RECORDS:
* * *

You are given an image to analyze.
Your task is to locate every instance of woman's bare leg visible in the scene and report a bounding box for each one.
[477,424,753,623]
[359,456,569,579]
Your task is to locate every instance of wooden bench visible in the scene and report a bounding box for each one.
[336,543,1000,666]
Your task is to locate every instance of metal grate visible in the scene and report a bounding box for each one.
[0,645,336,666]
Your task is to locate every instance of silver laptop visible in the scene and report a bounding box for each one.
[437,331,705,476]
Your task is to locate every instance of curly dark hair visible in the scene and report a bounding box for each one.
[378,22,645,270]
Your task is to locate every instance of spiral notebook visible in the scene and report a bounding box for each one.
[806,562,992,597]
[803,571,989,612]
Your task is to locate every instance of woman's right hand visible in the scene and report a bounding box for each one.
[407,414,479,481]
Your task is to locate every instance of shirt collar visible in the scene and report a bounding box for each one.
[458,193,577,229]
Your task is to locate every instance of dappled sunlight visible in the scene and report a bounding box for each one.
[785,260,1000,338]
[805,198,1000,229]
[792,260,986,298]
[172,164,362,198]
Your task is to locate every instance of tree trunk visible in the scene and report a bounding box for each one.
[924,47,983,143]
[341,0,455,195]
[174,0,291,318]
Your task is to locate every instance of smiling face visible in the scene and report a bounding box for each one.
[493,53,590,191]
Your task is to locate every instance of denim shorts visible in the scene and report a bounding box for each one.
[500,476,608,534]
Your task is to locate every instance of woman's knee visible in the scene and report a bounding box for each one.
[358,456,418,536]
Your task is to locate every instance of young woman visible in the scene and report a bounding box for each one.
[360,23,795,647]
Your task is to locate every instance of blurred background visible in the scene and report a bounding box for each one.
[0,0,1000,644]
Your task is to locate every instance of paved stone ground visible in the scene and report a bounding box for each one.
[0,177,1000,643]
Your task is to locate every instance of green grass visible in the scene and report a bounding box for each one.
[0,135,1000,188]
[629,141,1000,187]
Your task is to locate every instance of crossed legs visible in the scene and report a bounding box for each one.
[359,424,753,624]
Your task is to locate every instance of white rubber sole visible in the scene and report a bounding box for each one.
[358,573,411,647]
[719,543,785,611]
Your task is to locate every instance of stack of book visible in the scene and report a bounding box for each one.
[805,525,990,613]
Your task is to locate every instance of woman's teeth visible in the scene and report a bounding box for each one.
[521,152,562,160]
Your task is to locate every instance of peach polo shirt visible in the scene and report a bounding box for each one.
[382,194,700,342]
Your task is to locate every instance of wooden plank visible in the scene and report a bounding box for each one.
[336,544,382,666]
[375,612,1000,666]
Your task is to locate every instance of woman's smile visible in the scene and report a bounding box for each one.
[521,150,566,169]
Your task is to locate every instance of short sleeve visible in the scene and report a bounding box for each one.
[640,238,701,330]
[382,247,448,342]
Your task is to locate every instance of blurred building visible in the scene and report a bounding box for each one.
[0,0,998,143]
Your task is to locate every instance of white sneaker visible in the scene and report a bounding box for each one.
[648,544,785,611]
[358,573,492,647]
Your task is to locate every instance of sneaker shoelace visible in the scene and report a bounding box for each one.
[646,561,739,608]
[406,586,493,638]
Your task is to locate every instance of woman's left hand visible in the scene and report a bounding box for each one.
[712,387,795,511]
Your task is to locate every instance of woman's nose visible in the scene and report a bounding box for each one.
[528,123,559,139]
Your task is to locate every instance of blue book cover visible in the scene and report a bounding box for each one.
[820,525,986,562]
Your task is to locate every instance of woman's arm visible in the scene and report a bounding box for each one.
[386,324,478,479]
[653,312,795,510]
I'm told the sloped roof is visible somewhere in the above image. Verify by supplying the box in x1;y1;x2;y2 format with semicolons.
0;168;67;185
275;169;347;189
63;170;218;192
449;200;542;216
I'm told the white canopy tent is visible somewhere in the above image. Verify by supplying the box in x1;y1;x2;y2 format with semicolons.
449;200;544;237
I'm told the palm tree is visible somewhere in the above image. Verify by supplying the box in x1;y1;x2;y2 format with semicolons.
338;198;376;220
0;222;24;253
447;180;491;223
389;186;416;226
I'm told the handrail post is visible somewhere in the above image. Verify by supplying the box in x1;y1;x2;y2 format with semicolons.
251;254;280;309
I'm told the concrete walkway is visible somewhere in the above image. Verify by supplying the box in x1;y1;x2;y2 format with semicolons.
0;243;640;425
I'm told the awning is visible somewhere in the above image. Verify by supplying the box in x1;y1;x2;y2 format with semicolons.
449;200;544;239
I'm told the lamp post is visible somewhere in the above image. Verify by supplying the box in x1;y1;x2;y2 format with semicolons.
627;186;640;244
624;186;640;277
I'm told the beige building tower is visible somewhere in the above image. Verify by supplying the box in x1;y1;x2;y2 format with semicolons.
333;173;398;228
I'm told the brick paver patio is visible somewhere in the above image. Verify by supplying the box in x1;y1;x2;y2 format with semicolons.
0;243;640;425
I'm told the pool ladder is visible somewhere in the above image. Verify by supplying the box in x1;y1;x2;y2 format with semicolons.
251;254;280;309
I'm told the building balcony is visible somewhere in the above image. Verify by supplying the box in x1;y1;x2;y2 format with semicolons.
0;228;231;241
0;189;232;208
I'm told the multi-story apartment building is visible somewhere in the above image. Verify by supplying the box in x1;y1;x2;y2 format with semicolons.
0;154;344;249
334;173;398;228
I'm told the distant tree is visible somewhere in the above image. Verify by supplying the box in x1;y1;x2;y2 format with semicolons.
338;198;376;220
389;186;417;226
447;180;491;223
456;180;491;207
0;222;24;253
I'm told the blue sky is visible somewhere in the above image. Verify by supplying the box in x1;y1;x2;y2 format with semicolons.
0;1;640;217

* * *

OBJECTIVE: Can you write out the whole listing above word for word, keeping every line and character unchanged?

FINISHED EXERCISE:
You are given an image to analyze.
Your task is to locate every instance of woman's bare leg visible in the scene and report a bounding box for each one.
[477,424,753,623]
[359,456,569,579]
Your task is to locate every instance of wooden bench visible in the scene and report a bounding box for each one.
[336,543,1000,666]
Your task is to locate every instance of metal grate visible in the scene and report a bounding box for each one.
[0,645,336,666]
Your task is to locate every instance of silver laptop visible in the scene and report a bounding box for each one.
[437,331,705,476]
Your task is to locate every instance of curly dark hair visible in the scene and report a bounding box for each one.
[378,22,645,270]
Your task is to locate every instance of spiral notebook visible in the scene and report a bounding box for each one.
[806,562,992,597]
[803,571,989,612]
Your task is to locate every instance of woman's right hand visible in the scene and report a bounding box for each one.
[407,414,479,481]
Your task is to locate every instance of shirt collar visible in the scene and report a bounding box for each one.
[458,193,577,229]
Your task is to locate every instance of dappled sunlight visible in the scene and report a bounding box for each one.
[785,260,1000,338]
[805,198,1000,229]
[792,260,986,298]
[172,164,362,198]
Your task is to locate every instance of tree trunk visible in the scene and report a bounding box for each one.
[924,47,983,143]
[341,0,455,195]
[174,0,291,318]
Your task is to locate every instance of smiling face visible in the scene and report a bounding box for each one.
[493,53,590,191]
Your task is to locate every instance of denim shorts visible in the scene and report a bounding box for each one.
[500,476,608,534]
Your task is to locate every instance of woman's knee visible in the scene and report a bounding box for each one.
[358,456,418,536]
Your task is to locate every instance of young woman visible in the scene and report a bounding box for each one.
[360,23,795,647]
Your task is to locate every instance of blurred background visible in the scene and report a bounding box for each one.
[0,0,1000,644]
Your task is to locate every instance of paved stone ground visible in the scene and report a bounding box for each one.
[0,177,1000,643]
Your task is to locate every instance of green grass visible in the scene and report a bounding box for each one.
[0,135,1000,188]
[629,141,1000,187]
Your task is to locate every instance of crossed legs visible in the scene and report a bounding box for each one.
[359,424,753,624]
Your task is to locate every instance of white rubber sole visible in the scene and report a bounding box for each one.
[358,573,411,647]
[719,543,785,611]
Your task is to locate every instance of stack of book visible in the scene and report a bounding box for each one.
[805,525,990,613]
Your task is to locate every instance of woman's teeth visible in the scene and report a bounding box for each one.
[521,152,562,160]
Your task is to locate every instance of peach polo shirt visible in the scene and report a bounding box for each one.
[382,194,700,342]
Your task is to locate every instance of wooden plank visible in the scene and report a bounding box for each one.
[336,544,382,666]
[375,612,1000,666]
Your task is to locate every instance of woman's smile visible in the scene and report a bounding box for each one.
[521,150,566,169]
Your task is to locate every instance of short sleeve visible in the scene and report a bounding box for each one.
[640,238,701,330]
[382,247,448,342]
Your task is to locate every instance of blurred building visible in the scene and report a bounding box for each one.
[0,0,998,143]
Your task is to locate every instance of white sneaker visible in the scene and report a bounding box for each one.
[648,544,785,611]
[358,573,492,647]
Your task is to locate every instance of sneaker shoelace visible in the scene and report a bounding box for each one.
[646,561,739,608]
[406,586,493,638]
Your task is to locate every instance of woman's left hand visible in the scene and report a bounding box for each one.
[712,387,795,511]
Your task is to locate every instance of woman's nose visible in the scene and report a bounding box for each one.
[528,123,559,139]
Your task is to locate every instance of blue book cover visible in the scene and report a bounding box for each one.
[820,525,986,562]
Your task is to locate every instance of woman's arm visible in the scene and report a bounding box for each one.
[386,324,478,479]
[653,312,795,510]
I'm told the sloped roof is visible somewhere in the above image. Verify by supplying the box in x1;y1;x2;y2 format with semicolons.
0;168;67;185
275;169;347;189
63;170;218;192
449;200;542;216
I'm told the white canopy tent is visible somewhere in the above image. Verify by supplying the box in x1;y1;x2;y2 format with semicolons.
449;200;544;237
I'm told the palm tree is visible somewhere in the above image. Verify by supplying the box in x1;y1;x2;y2 format with semicolons.
338;198;376;220
0;222;24;253
447;180;491;223
389;186;416;226
I'm told the handrail post is visible somewhere in the above image. Verify by supplying the box in x1;y1;x2;y2 format with semicolons.
251;254;280;309
I'm told the concrete walkway is visible somewhere in the above image. Verify by supplying the box in x1;y1;x2;y2 format with semicolons.
0;243;640;425
I'm told the awning is visible somewhere in the above image. Verify by supplying the box in x1;y1;x2;y2 format with semicolons.
449;200;544;239
I'm told the lamp post is visible somewhere in the above image. Verify by supplying the box in x1;y1;x2;y2 format with semicolons.
627;186;640;244
624;186;640;277
I'm told the beige building tower is visible somewhere in the above image. Verify by supplying the box in x1;y1;x2;y2 format with semicolons.
333;173;398;228
I'm told the brick paver patio is visible somewhere in the above image. Verify by supplying the box in x1;y1;x2;y2 format with semicolons.
0;243;640;425
I'm told the pool ladder is visible somewhere in the above image. Verify by supplying the box in x1;y1;x2;y2 format with semicolons.
251;254;280;309
I'm told the building balcony is visible somewhere in the above image. Verify by supplying the box in x1;y1;x2;y2 format with semicolons.
0;228;231;241
0;189;232;208
I'm told the multi-story apartment building is visible somewhere in the above image. Verify by supplying the box in x1;y1;x2;y2 format with semicolons.
0;154;344;249
334;173;398;228
I'm told the distant tree is visible somewhere in the above image. Verify by supplying the box in x1;y1;x2;y2 format with semicolons.
338;198;376;220
389;186;417;226
447;180;491;223
456;180;491;207
0;222;24;253
I'm told the blue sky is visible somewhere in the above image. Verify by supplying the box in x1;y1;x2;y2 format with semicolons.
0;1;640;217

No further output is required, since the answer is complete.